> INSTRUCTIONS TO FOLLOW
An identical copy of the records below is the expected result.

> PROVIDED DATA
::::
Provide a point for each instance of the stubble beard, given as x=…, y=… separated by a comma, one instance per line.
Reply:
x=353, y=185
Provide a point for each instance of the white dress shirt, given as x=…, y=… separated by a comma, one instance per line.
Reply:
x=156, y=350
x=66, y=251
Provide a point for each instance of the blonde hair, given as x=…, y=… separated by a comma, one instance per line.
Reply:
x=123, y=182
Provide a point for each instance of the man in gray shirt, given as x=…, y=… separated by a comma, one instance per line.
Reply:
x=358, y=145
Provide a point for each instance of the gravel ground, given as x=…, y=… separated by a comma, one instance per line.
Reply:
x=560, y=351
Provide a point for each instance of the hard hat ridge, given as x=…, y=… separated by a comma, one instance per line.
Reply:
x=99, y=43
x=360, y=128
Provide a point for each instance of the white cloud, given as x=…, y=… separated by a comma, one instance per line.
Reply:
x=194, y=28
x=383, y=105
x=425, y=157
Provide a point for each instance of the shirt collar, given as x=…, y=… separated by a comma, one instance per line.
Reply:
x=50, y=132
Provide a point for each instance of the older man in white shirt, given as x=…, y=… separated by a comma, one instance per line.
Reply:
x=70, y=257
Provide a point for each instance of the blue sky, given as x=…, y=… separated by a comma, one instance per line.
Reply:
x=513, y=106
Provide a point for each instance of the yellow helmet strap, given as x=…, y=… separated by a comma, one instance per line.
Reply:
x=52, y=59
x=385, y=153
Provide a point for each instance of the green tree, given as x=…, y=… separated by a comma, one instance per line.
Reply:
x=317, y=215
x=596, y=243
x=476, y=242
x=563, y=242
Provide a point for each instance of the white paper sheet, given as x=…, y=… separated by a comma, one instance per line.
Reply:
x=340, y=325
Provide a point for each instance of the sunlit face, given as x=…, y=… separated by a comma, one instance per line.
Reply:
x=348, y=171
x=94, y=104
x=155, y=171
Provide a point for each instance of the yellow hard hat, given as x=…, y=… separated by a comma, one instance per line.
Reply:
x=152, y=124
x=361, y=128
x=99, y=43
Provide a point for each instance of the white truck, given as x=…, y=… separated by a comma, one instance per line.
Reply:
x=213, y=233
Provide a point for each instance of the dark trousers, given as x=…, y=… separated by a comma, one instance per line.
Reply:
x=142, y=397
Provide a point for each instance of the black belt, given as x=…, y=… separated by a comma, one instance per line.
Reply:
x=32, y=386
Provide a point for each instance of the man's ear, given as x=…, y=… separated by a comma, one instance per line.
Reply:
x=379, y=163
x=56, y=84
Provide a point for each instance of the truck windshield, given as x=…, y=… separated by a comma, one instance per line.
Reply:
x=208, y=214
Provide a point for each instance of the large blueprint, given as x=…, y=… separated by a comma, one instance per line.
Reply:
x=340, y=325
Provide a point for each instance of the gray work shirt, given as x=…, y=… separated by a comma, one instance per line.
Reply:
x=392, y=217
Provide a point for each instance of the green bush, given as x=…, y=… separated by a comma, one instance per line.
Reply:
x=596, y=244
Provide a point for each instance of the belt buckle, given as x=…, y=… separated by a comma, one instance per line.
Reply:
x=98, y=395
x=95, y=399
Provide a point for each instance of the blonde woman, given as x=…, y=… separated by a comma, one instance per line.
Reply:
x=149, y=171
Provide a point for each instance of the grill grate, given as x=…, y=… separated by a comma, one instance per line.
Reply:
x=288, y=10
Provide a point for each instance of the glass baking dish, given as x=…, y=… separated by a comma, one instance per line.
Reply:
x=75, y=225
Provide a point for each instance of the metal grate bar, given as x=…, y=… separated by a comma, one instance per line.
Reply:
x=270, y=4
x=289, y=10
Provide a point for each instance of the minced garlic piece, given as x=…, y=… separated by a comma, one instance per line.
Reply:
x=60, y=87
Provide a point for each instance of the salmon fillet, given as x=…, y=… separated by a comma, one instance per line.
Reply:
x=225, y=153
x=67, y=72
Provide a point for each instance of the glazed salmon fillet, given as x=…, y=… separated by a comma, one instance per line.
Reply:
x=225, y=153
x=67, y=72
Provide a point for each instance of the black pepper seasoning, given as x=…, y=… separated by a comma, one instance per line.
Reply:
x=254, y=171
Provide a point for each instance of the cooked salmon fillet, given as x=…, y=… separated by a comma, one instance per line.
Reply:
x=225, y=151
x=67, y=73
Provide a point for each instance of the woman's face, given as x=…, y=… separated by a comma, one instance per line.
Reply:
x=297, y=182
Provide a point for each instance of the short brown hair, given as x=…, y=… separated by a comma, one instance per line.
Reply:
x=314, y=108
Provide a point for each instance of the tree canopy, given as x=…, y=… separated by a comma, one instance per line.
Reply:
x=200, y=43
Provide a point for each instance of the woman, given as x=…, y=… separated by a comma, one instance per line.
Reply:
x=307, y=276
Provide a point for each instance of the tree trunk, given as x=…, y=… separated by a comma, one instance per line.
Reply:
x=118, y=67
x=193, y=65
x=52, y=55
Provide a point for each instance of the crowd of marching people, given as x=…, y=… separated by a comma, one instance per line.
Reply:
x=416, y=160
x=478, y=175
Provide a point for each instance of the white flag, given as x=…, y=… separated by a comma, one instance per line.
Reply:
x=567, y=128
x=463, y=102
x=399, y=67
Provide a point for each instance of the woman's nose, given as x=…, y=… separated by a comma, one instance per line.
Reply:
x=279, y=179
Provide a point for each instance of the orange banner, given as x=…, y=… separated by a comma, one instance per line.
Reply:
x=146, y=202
::::
> TASK RESPONSE
Provide a point for each instance of the stubble beard, given as x=…, y=… separated by a comma, one instance per line.
Reply:
x=353, y=185
Provide a point for each instance of the white dress shirt, given as x=…, y=… separated by a comma, one instance per line.
Reply:
x=156, y=350
x=66, y=251
Provide a point for each instance of the blonde hair, given as x=…, y=… separated by a comma, one instance per line.
Reply:
x=123, y=182
Provide a point for each instance of the man in gray shirt, given as x=…, y=… separated by a comma, one instance per line.
Reply:
x=358, y=145
Provide a point for each instance of the gravel ground, given as x=…, y=… separated by a comma, one instance per line.
Reply:
x=560, y=351
Provide a point for each instance of the hard hat ridge, given as x=…, y=… separated by a comma, one instance per line.
Reply:
x=99, y=43
x=360, y=128
Provide a point for each instance of the white cloud, given as x=…, y=… separated by a comma, one instance per line.
Reply:
x=194, y=28
x=383, y=105
x=425, y=157
Provide a point for each instance of the shirt collar, given as x=…, y=… separated by a comma, one instance per line.
Reply:
x=50, y=132
Provide a point for each instance of the older man in white shirt, given as x=…, y=… separated by a comma, one instance per line.
Reply:
x=70, y=257
Provide a point for each instance of the blue sky, given as x=…, y=… separated by a comma, one instance per line.
Reply:
x=513, y=106
Provide a point for each instance of the yellow helmet strap, given as x=…, y=… separated by a comma, one instance per line.
Reply:
x=52, y=59
x=385, y=153
Provide a point for each instance of the green tree, given as x=…, y=… separated by a comma, one instance per line.
Reply:
x=317, y=215
x=596, y=243
x=476, y=242
x=563, y=242
Provide a point for each instance of the white paper sheet, given as x=…, y=… separated by a comma, one instance per line.
Reply:
x=340, y=325
Provide a point for each instance of the sunlit face, given as x=…, y=… separated by a comma, one instance per line.
Reply:
x=348, y=171
x=94, y=104
x=155, y=171
Provide a point for each instance of the yellow hard hat, given as x=…, y=… separated by a comma, one instance per line.
Reply:
x=152, y=124
x=361, y=128
x=99, y=43
Provide a point for each instance of the white truck, given as x=…, y=… separated by a comma, one instance per line.
Reply:
x=213, y=233
Provide a point for each instance of the dark trousers, given as x=…, y=… separated by a comma, one instance per line.
Reply:
x=142, y=397
Provide a point for each instance of the black belt, given as x=…, y=… separated by a comma, one instance per line.
Reply:
x=32, y=386
Provide a point for each instance of the man's ear, given as x=…, y=… separated by a comma, one instance per line.
Reply:
x=379, y=163
x=56, y=84
Provide a point for each instance of the truck windshield, given as x=…, y=… separated by a comma, one instance per line.
Reply:
x=208, y=214
Provide a point for each instance of the large blueprint, given as x=…, y=… separated by a comma, one instance per line.
Reply:
x=340, y=325
Provide a point for each instance of the gray work shirt, given as x=…, y=… separated by a comma, one instance per line.
Reply:
x=392, y=217
Provide a point for each instance of the green bush, given as x=…, y=… separated by a comma, one instance per line.
Reply:
x=596, y=244
Provide a point for each instance of the belt buckle, given as x=…, y=… separated by a comma, one instance per line.
Reply:
x=98, y=395
x=95, y=399
Provide a point for each instance of the blonde woman, given as x=…, y=… separated by a comma, one instance per line.
Reply:
x=149, y=171
Provide a point for each instance of the grill grate, given as x=…, y=… separated by a comma, one instance per line.
Reply:
x=288, y=10
Provide a point for each instance of the glass baking dish, given as x=…, y=… separated by a comma, one instance per line.
Reply:
x=75, y=225
Provide a point for each instance of the metal grate bar, given as x=…, y=… separated by a comma, one instance per line.
Reply:
x=270, y=4
x=289, y=10
Provide a point for each instance of the minced garlic piece, given as x=…, y=… separated by a comma, one instance per line.
Reply:
x=60, y=87
Provide a point for each instance of the salmon fillet, given as x=…, y=… separated by a comma, one instance per line.
Reply:
x=225, y=153
x=67, y=72
Provide a point for each instance of the glazed salmon fillet, given as x=…, y=… separated by a comma, one instance per line.
Reply:
x=225, y=153
x=67, y=72
Provide a point for each instance of the black pepper seasoning, given as x=…, y=… separated by a comma, one instance per line.
Reply:
x=254, y=171
Provide a point for each instance of the cooked salmon fillet, given as x=…, y=… separated by a comma, one instance per line.
Reply:
x=225, y=151
x=67, y=73
Provide a point for each instance of the woman's face, given as x=…, y=… separated by a comma, one instance per line.
Reply:
x=297, y=182
Provide a point for each instance of the short brown hair, given as x=…, y=… separated by a comma, one instance per line.
Reply:
x=314, y=108
Provide a point for each instance of the tree canopy, given as x=…, y=… separated by a comma, one instance per line.
Reply:
x=200, y=43
Provide a point for each instance of the woman, given as x=…, y=… separated by a comma, one instance per line.
Reply:
x=307, y=276
Provide a point for each instance of the tree trunk, given as x=…, y=… separated by a comma, one instance per line.
Reply:
x=118, y=67
x=193, y=65
x=52, y=55
Provide a point for each instance of the crowd of marching people, given as x=…, y=… separated by a comma, one instance per line.
Reply:
x=416, y=160
x=478, y=175
Provide a point for each instance of the white flag, given as x=…, y=… separated by a comma, one instance per line.
Reply:
x=567, y=128
x=463, y=102
x=399, y=67
Provide a point for each instance of the woman's nose, given as x=…, y=… separated by a comma, one instance per line.
Reply:
x=279, y=179
Provide a point for each instance of the orange banner, given as x=…, y=… separated by a comma, one instance per line.
Reply:
x=146, y=202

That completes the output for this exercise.